WHAT IS NEEDED » Copy exactly, and only, the lines from the one containing "Exercise. Pin every instance of the bench" through the last line of the records below.

----------

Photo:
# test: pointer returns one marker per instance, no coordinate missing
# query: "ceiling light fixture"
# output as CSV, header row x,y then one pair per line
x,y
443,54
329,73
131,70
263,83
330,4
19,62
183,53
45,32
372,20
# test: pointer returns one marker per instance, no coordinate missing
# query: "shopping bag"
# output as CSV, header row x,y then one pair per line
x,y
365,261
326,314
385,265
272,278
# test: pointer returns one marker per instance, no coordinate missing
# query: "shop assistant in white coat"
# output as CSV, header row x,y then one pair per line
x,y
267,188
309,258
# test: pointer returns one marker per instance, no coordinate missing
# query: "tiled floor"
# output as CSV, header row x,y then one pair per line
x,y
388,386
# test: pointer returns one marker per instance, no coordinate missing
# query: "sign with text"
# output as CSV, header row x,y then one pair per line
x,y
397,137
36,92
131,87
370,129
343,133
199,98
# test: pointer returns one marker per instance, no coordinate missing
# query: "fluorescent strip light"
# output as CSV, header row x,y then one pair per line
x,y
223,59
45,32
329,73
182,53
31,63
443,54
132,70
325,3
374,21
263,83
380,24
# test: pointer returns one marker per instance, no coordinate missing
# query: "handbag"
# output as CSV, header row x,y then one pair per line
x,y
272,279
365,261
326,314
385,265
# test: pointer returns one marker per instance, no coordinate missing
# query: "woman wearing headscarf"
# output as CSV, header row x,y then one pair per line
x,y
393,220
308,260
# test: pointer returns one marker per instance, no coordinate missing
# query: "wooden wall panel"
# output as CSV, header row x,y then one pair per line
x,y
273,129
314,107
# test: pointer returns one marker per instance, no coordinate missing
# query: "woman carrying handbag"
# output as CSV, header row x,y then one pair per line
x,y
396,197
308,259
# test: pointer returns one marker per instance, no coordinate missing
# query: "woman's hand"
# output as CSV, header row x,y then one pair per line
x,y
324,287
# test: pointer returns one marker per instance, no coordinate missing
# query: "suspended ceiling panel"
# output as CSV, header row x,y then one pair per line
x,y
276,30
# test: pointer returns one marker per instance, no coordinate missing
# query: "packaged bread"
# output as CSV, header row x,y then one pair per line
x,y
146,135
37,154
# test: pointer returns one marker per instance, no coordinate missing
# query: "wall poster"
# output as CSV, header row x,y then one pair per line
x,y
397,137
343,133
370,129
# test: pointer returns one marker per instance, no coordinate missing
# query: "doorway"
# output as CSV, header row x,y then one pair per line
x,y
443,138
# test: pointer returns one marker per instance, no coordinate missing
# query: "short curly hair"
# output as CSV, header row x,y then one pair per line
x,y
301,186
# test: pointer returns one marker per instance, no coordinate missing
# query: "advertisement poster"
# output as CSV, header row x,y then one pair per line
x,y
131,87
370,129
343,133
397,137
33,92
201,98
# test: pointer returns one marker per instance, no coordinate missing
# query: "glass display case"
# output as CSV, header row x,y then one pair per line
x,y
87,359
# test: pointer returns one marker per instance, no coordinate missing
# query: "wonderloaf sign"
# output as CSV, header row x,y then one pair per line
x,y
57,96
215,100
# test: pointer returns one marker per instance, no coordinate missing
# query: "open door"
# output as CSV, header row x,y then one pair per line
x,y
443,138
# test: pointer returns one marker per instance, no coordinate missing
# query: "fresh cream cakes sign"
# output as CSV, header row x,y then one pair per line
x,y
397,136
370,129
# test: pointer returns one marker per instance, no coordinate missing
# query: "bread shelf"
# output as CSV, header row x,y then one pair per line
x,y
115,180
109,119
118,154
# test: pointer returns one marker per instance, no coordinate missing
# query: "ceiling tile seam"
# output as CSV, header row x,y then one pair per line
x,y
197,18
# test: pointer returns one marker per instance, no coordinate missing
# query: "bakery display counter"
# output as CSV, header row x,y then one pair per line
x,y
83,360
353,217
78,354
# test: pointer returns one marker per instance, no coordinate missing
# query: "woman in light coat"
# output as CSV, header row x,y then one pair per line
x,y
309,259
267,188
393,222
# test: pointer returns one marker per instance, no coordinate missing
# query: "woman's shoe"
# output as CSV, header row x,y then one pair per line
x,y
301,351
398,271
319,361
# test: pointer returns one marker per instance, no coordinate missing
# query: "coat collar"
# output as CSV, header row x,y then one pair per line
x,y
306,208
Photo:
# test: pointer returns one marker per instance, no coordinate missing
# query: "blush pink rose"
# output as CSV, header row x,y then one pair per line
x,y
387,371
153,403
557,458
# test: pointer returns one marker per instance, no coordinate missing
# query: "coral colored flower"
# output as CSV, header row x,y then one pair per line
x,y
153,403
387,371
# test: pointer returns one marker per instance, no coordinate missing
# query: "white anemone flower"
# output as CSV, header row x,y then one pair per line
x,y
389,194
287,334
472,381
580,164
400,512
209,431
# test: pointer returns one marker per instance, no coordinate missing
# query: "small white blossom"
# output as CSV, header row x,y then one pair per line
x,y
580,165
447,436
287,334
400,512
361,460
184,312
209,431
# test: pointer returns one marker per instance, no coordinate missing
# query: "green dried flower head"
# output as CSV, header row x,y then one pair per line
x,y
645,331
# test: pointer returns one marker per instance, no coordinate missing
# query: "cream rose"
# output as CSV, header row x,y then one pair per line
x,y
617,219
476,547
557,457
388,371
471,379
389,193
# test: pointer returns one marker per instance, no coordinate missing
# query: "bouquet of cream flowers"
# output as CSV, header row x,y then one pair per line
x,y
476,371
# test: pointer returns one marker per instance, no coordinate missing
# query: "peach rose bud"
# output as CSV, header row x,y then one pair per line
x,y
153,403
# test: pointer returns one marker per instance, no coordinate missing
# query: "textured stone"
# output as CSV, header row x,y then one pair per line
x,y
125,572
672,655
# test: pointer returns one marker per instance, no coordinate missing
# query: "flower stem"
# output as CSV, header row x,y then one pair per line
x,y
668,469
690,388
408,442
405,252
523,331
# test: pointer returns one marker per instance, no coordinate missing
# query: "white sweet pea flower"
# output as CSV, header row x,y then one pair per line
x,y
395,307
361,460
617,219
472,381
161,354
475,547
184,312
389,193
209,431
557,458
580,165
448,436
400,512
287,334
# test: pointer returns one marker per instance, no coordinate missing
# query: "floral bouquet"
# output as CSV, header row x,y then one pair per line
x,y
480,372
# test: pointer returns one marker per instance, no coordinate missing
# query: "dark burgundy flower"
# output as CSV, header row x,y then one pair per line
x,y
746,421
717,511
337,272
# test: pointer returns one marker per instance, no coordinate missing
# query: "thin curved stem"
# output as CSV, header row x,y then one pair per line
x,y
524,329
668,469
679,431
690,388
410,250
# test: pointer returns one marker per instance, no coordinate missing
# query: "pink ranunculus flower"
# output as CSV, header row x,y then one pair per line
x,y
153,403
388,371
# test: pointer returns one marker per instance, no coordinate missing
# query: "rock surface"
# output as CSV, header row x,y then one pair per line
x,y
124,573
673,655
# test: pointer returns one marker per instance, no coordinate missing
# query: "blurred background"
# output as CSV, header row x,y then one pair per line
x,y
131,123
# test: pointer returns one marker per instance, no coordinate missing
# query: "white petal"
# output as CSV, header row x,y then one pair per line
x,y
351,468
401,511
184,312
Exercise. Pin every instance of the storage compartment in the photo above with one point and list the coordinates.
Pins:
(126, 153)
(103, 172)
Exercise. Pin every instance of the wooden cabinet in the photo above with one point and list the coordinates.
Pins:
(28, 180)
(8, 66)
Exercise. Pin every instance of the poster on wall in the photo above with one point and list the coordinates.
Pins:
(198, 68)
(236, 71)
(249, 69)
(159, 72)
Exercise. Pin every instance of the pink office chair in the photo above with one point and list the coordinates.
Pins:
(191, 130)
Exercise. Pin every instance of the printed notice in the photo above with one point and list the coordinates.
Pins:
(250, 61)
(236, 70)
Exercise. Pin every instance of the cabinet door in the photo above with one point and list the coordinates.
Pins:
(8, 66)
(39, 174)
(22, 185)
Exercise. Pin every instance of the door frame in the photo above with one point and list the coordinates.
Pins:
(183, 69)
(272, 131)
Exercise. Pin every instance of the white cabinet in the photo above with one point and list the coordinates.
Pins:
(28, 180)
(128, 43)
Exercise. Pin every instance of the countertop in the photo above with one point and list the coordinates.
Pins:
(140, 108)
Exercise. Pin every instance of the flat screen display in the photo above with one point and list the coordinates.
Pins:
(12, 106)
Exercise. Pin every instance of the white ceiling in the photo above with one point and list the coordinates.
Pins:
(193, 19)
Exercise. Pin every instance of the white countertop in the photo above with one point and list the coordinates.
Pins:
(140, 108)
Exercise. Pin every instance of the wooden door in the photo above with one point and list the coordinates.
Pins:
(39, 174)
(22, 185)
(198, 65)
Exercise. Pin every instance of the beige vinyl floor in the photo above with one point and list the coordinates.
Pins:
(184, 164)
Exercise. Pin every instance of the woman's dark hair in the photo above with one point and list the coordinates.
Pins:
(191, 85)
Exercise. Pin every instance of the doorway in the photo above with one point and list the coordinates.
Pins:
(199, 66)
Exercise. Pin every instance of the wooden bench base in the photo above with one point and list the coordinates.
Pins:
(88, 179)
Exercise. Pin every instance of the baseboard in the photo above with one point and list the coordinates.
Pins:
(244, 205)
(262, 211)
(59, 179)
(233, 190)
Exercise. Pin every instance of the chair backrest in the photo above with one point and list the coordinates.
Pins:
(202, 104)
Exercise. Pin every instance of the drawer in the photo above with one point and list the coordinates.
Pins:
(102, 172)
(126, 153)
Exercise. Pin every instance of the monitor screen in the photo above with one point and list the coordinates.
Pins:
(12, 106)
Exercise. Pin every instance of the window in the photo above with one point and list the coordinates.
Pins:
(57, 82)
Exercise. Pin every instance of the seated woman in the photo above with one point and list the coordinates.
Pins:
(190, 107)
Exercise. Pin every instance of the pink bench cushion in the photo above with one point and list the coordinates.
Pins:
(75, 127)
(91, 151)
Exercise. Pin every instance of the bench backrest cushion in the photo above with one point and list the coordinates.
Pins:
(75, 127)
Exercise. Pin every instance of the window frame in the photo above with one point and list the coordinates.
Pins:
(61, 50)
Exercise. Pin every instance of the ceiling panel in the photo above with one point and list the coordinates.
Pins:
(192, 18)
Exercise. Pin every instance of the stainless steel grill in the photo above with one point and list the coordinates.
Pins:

----------

RESPONSE »
Exercise. Pin every instance of the bench backrest cushion in the photo above with one point and list the coordinates.
Pins:
(75, 127)
Exercise. Pin every instance of the window frame in the photo above with one point and list the coordinates.
Pins:
(61, 50)
Exercise. Pin every instance of the ceiling panel in the photo above with one point and list the coordinates.
Pins:
(192, 18)
Exercise. Pin every instance of the stainless steel grill in the photo above with one point and list the coordinates.
Pins:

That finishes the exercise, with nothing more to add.